╔══

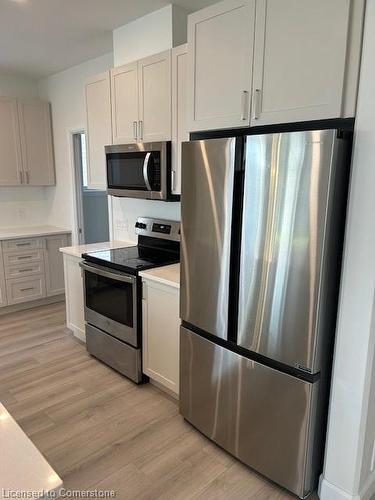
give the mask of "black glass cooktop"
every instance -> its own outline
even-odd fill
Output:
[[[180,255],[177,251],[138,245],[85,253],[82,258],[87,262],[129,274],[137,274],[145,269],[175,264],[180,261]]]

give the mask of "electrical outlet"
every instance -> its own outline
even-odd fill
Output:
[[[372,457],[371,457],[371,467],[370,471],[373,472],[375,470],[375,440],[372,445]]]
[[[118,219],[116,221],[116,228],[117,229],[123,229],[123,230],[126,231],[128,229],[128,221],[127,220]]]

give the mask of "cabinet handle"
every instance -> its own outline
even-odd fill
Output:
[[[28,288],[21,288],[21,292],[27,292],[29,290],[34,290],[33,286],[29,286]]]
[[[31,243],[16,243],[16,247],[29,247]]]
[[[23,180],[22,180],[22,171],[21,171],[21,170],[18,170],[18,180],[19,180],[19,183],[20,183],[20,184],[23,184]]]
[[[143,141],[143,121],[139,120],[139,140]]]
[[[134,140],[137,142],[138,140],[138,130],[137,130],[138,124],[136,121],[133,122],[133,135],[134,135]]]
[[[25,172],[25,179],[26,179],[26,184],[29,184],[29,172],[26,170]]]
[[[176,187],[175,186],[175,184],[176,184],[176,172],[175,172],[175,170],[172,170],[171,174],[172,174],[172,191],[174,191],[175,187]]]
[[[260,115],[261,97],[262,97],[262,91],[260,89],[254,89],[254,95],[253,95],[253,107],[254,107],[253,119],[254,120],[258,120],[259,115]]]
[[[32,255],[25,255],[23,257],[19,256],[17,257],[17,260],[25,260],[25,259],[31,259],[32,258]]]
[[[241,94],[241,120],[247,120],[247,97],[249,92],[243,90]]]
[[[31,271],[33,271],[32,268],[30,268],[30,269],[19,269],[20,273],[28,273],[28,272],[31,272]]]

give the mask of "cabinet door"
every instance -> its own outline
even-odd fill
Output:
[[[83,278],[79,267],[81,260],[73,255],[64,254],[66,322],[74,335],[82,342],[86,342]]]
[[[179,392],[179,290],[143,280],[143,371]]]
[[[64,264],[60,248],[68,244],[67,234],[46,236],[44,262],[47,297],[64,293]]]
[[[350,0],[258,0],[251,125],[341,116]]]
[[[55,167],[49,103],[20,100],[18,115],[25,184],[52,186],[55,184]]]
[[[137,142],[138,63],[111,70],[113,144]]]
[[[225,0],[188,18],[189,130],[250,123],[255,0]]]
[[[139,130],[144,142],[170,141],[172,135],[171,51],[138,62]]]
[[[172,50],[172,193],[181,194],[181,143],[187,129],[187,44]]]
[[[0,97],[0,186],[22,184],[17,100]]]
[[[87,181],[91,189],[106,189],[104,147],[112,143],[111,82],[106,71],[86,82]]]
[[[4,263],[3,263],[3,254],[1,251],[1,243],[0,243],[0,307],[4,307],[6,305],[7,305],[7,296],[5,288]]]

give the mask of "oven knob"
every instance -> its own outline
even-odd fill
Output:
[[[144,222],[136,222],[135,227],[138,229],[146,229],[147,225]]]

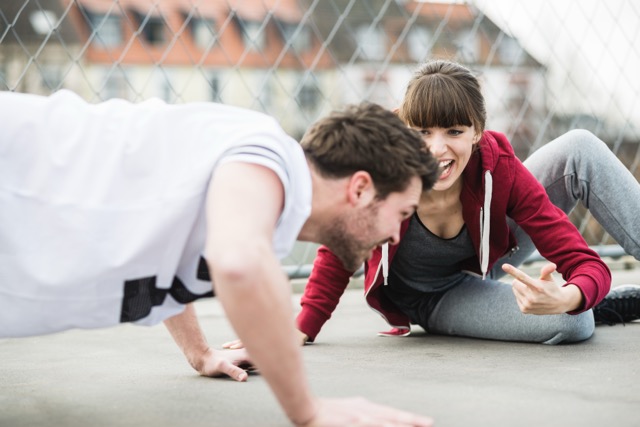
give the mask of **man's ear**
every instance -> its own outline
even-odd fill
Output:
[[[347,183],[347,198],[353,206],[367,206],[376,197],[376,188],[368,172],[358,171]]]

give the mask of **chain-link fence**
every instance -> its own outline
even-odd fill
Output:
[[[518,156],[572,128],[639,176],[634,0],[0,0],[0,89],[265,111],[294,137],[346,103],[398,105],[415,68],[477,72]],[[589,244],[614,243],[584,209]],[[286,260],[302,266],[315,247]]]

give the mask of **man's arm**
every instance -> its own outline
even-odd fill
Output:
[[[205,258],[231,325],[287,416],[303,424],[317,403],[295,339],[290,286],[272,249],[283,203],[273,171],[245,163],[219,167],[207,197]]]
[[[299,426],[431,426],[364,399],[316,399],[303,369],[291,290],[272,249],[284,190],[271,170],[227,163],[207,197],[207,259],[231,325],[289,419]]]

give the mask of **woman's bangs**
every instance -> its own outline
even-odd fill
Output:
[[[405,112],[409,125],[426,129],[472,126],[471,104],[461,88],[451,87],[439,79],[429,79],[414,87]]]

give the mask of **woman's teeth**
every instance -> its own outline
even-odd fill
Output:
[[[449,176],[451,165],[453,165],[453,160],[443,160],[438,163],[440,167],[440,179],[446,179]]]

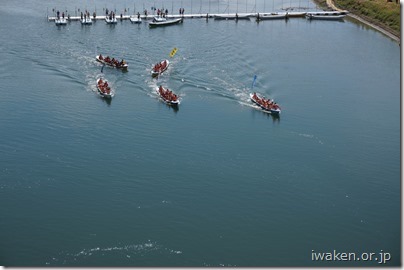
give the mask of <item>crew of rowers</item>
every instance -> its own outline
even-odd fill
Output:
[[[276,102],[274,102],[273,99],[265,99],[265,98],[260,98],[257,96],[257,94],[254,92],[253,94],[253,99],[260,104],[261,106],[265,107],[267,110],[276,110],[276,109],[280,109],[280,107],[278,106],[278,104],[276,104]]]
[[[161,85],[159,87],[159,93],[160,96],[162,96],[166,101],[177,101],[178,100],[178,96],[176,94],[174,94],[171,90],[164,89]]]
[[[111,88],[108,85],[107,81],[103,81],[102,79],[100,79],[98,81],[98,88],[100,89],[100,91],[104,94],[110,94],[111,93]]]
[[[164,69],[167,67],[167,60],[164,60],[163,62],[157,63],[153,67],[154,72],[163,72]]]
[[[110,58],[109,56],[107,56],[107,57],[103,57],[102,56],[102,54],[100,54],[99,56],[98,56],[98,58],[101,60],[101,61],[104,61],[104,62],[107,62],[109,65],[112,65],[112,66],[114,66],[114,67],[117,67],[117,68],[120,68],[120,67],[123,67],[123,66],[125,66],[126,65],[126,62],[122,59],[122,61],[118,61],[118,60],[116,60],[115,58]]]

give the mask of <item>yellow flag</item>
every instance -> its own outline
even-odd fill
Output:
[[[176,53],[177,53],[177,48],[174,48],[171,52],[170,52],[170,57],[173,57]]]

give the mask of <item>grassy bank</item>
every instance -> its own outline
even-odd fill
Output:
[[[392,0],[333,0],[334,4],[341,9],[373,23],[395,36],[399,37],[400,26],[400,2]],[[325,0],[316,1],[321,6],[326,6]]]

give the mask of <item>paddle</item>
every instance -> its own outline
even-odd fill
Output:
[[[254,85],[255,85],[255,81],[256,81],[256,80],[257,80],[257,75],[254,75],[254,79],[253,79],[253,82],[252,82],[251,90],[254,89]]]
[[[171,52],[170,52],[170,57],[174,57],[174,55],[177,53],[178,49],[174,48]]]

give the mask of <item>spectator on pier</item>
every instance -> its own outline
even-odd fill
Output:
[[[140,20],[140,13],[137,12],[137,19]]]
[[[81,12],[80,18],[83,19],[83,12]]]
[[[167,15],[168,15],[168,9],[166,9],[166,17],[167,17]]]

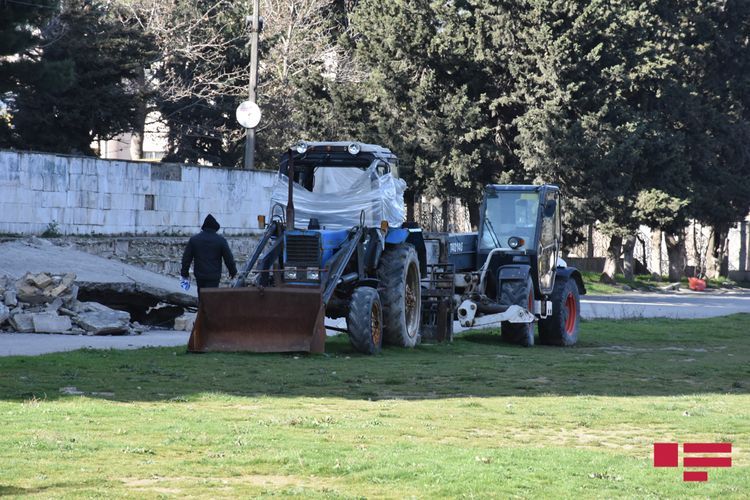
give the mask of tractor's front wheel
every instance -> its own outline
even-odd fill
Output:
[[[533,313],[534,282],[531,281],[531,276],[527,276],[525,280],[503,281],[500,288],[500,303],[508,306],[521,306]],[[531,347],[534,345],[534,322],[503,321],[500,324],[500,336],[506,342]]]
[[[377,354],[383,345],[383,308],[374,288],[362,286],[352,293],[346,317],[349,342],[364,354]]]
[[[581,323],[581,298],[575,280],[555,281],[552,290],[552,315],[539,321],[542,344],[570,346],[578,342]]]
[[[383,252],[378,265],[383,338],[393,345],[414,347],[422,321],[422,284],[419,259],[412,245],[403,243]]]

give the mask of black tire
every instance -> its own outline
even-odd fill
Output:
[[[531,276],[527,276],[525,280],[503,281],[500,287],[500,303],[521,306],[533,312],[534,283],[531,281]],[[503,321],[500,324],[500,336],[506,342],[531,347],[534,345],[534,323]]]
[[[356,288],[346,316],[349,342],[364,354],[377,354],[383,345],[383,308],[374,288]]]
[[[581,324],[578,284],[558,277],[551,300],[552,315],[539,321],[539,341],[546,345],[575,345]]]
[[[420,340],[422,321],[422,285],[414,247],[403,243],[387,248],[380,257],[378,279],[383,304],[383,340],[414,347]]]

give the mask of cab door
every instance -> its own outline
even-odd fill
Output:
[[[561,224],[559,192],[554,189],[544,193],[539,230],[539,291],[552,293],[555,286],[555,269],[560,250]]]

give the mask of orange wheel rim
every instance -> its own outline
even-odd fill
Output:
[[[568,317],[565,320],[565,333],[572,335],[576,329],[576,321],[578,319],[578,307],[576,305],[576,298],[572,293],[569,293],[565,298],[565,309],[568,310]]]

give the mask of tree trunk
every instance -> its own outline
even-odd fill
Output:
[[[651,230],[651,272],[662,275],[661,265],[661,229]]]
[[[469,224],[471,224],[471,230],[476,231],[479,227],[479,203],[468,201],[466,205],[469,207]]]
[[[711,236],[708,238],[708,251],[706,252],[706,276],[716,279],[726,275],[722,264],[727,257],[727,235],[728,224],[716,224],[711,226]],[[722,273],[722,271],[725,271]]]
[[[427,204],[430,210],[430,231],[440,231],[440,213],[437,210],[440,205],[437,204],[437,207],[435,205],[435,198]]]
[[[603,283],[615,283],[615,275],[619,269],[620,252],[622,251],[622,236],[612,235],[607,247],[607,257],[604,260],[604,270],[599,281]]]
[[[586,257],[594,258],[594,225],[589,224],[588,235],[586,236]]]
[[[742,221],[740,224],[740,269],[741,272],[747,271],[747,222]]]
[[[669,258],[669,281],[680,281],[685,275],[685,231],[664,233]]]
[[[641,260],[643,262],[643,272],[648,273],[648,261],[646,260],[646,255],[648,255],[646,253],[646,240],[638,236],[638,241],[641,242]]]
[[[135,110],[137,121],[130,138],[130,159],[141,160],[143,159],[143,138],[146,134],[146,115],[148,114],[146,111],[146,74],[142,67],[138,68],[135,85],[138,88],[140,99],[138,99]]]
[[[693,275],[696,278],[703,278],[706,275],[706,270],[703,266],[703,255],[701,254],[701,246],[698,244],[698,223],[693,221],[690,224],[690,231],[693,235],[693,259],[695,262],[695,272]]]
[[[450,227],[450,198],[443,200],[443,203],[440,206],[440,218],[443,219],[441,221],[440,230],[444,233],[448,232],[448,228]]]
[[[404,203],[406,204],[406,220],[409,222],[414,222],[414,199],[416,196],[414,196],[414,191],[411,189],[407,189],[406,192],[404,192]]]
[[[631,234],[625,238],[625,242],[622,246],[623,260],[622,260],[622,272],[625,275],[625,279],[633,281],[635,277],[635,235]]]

╚══

What the task asks - Only the number is needed here: how many lines of the listing include "cabinet"?

Written response - 2